YOUR GOAL.
Taking the data below line by line, count those that include the word "leaf" and report the number alone.
Start of THE DATA
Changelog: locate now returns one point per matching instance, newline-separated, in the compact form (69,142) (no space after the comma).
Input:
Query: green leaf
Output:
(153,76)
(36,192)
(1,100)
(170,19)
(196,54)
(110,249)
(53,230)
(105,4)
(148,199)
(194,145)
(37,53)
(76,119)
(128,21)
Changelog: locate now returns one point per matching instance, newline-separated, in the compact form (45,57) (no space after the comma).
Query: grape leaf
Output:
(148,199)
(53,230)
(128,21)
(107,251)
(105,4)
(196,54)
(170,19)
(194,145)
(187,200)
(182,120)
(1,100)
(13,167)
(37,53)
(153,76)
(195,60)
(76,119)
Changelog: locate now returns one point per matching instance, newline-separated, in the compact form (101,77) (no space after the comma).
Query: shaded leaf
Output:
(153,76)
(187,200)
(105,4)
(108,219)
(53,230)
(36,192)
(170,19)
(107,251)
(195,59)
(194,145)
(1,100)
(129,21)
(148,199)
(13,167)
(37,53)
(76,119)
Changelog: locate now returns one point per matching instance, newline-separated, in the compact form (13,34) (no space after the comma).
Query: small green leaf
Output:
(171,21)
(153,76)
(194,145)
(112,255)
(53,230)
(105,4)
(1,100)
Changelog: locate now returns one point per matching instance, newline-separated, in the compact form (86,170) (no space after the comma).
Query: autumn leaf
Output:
End of THE DATA
YOUR RESPONSE.
5